* PROVIDED RECORDS *
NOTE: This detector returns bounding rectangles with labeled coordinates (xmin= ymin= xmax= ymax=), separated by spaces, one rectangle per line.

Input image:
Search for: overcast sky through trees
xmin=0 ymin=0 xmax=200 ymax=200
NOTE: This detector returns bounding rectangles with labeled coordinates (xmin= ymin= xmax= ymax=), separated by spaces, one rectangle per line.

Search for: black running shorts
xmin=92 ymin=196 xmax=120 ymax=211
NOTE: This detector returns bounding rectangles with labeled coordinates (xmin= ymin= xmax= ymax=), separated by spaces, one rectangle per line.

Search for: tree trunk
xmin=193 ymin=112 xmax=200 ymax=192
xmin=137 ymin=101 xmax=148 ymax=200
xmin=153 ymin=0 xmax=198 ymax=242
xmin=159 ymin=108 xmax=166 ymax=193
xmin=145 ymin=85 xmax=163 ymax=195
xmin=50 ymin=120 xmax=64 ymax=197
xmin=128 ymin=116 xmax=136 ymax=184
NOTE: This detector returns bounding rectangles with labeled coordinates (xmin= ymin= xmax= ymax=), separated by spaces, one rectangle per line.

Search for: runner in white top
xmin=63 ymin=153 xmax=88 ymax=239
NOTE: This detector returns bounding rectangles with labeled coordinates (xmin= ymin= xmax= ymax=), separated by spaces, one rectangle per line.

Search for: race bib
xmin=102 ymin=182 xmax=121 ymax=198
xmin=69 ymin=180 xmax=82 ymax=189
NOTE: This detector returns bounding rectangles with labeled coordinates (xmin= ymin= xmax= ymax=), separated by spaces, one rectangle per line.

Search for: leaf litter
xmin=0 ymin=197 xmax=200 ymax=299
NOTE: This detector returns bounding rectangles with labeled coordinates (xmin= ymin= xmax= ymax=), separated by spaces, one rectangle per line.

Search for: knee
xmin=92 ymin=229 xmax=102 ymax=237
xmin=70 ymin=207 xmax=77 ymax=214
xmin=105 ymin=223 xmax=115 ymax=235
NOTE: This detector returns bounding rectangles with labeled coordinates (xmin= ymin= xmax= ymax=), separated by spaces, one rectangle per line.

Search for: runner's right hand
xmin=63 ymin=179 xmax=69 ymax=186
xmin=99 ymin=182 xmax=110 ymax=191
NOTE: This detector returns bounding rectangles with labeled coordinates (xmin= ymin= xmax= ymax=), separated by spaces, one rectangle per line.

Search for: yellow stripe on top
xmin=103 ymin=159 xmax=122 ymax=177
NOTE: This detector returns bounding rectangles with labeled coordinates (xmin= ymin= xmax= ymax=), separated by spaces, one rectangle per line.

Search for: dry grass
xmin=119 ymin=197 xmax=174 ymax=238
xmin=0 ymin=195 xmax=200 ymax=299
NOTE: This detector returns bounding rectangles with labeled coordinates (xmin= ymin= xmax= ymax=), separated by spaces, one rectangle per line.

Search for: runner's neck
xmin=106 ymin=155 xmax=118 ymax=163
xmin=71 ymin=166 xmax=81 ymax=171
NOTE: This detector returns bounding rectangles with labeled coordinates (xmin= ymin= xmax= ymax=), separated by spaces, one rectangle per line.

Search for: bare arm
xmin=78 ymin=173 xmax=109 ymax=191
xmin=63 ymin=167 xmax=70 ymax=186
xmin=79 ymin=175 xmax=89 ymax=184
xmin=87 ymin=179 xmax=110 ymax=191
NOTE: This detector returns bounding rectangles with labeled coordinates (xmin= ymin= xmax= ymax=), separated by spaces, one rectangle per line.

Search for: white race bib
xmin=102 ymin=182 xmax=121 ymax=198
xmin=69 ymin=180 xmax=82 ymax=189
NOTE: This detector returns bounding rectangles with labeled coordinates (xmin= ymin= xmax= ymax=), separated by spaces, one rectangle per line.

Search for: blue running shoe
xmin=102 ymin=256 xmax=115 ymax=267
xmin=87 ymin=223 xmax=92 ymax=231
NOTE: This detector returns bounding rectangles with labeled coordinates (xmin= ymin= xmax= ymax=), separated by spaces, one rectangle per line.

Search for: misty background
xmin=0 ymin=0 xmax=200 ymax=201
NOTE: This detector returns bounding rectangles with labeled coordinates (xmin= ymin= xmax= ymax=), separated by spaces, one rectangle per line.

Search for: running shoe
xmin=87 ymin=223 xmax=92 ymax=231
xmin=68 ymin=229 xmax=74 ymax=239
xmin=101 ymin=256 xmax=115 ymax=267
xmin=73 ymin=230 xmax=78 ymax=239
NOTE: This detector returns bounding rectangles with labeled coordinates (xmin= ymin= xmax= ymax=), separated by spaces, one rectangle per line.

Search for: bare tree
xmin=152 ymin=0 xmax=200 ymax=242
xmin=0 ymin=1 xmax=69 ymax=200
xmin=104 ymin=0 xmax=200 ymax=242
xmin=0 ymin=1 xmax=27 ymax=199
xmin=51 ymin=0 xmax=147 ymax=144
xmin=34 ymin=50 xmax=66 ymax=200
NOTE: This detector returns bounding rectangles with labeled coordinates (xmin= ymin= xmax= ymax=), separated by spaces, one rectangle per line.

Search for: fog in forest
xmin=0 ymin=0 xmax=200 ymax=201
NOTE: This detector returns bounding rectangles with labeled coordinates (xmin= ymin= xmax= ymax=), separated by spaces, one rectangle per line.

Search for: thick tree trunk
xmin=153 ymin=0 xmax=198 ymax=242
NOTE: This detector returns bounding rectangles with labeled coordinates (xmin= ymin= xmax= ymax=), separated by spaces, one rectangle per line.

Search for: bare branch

* ASSIGNMENT *
Each line above must be reproduced exactly as it stands.

* SOLUTION FOR THIS EXERCISE *
NOTE: This detector returns bounding rectangles with labeled coordinates (xmin= ymin= xmax= ymax=), separated by spaces, one rectangle per line.

Input image:
Search for: overcast sky through trees
xmin=0 ymin=0 xmax=200 ymax=200
NOTE: This detector returns bounding rectangles with labeled coordinates (xmin= ymin= xmax= ymax=), separated by spaces, one rectangle per line.

Search for: black running shorts
xmin=92 ymin=196 xmax=120 ymax=211
NOTE: This detector returns bounding rectangles with labeled coordinates (xmin= ymin= xmax= ymax=), separated by spaces, one rectangle per line.

Search for: tree trunk
xmin=193 ymin=112 xmax=200 ymax=192
xmin=137 ymin=101 xmax=148 ymax=200
xmin=153 ymin=0 xmax=198 ymax=242
xmin=159 ymin=108 xmax=166 ymax=193
xmin=145 ymin=85 xmax=163 ymax=195
xmin=50 ymin=120 xmax=64 ymax=197
xmin=128 ymin=116 xmax=136 ymax=184
NOTE: This detector returns bounding rectangles with labeled coordinates (xmin= ymin= xmax= ymax=), separated by spaces, one rectangle per line.

Search for: runner in white top
xmin=63 ymin=153 xmax=88 ymax=239
NOTE: This detector returns bounding rectangles with labeled coordinates (xmin= ymin= xmax= ymax=), separated by spaces, one rectangle per line.

Search for: race bib
xmin=102 ymin=182 xmax=121 ymax=198
xmin=69 ymin=180 xmax=82 ymax=189
NOTE: This detector returns bounding rectangles with labeled coordinates (xmin= ymin= xmax= ymax=), separated by spaces, one rectangle per line.

Search for: leaf litter
xmin=0 ymin=197 xmax=200 ymax=299
NOTE: This detector returns bounding rectangles with labeled coordinates (xmin= ymin= xmax= ymax=), separated by spaces, one rectangle per line.

Search for: knee
xmin=92 ymin=229 xmax=102 ymax=237
xmin=70 ymin=207 xmax=77 ymax=214
xmin=105 ymin=223 xmax=115 ymax=235
NOTE: This detector returns bounding rectangles with labeled coordinates (xmin= ymin= xmax= ymax=), separated by spaces, one rectangle per line.

Search for: runner's right hand
xmin=63 ymin=179 xmax=69 ymax=186
xmin=99 ymin=182 xmax=110 ymax=191
NOTE: This detector returns bounding rectangles with labeled coordinates (xmin= ymin= xmax= ymax=), separated by spaces, one rectangle per line.

Search for: yellow stripe on top
xmin=103 ymin=159 xmax=122 ymax=177
NOTE: This detector returns bounding rectangles with labeled coordinates (xmin= ymin= xmax= ymax=), separated by spaces, one rectangle per line.

Search for: dry grass
xmin=119 ymin=197 xmax=174 ymax=238
xmin=0 ymin=195 xmax=200 ymax=299
NOTE: This detector returns bounding rectangles with labeled coordinates (xmin= ymin= xmax= ymax=), separated by spaces, one rectangle per line.

Search for: runner's neck
xmin=106 ymin=155 xmax=118 ymax=163
xmin=71 ymin=166 xmax=81 ymax=171
NOTE: This detector returns bounding rectangles with labeled coordinates (xmin= ymin= xmax= ymax=), separated by spaces, one rectangle per line.

Search for: bare arm
xmin=78 ymin=173 xmax=109 ymax=191
xmin=63 ymin=167 xmax=70 ymax=186
xmin=79 ymin=175 xmax=89 ymax=184
xmin=87 ymin=179 xmax=110 ymax=191
NOTE: This detector returns bounding rectangles with labeled coordinates (xmin= ymin= xmax= ymax=), separated by spaces, one rectangle per line.

Search for: white race bib
xmin=102 ymin=182 xmax=121 ymax=198
xmin=69 ymin=180 xmax=82 ymax=189
NOTE: This detector returns bounding rectangles with labeled coordinates (xmin= ymin= xmax= ymax=), separated by spaces, one rectangle per line.

Search for: blue running shoe
xmin=102 ymin=256 xmax=115 ymax=267
xmin=87 ymin=223 xmax=92 ymax=231
NOTE: This detector returns bounding rectangles with labeled coordinates (xmin= ymin= xmax= ymax=), separated by spaces, one rectangle per line.

Search for: misty background
xmin=0 ymin=0 xmax=200 ymax=201
NOTE: This detector returns bounding rectangles with labeled coordinates (xmin= ymin= xmax= ymax=), separated by spaces, one rectangle per line.

Search for: running shoe
xmin=87 ymin=223 xmax=92 ymax=231
xmin=68 ymin=229 xmax=74 ymax=239
xmin=101 ymin=256 xmax=115 ymax=267
xmin=73 ymin=230 xmax=78 ymax=239
NOTE: This detector returns bounding rectangles with labeled coordinates (xmin= ymin= xmax= ymax=), separated by spaces, one rectangle per line.

Search for: bare tree
xmin=152 ymin=0 xmax=200 ymax=242
xmin=0 ymin=1 xmax=69 ymax=200
xmin=104 ymin=0 xmax=200 ymax=242
xmin=0 ymin=1 xmax=27 ymax=199
xmin=51 ymin=0 xmax=147 ymax=144
xmin=34 ymin=50 xmax=66 ymax=200
NOTE: This detector returns bounding rectangles with labeled coordinates (xmin= ymin= xmax= ymax=), separated by spaces, one rectangle per line.

Search for: fog in forest
xmin=0 ymin=0 xmax=200 ymax=201
NOTE: This detector returns bounding rectangles with labeled coordinates (xmin= ymin= xmax= ymax=), separated by spaces, one rectangle per line.

Search for: thick tree trunk
xmin=153 ymin=0 xmax=198 ymax=242
NOTE: This detector returns bounding rectangles with labeled coordinates (xmin= ymin= xmax= ymax=), separated by spaces, one rectangle per line.

Search for: bare branch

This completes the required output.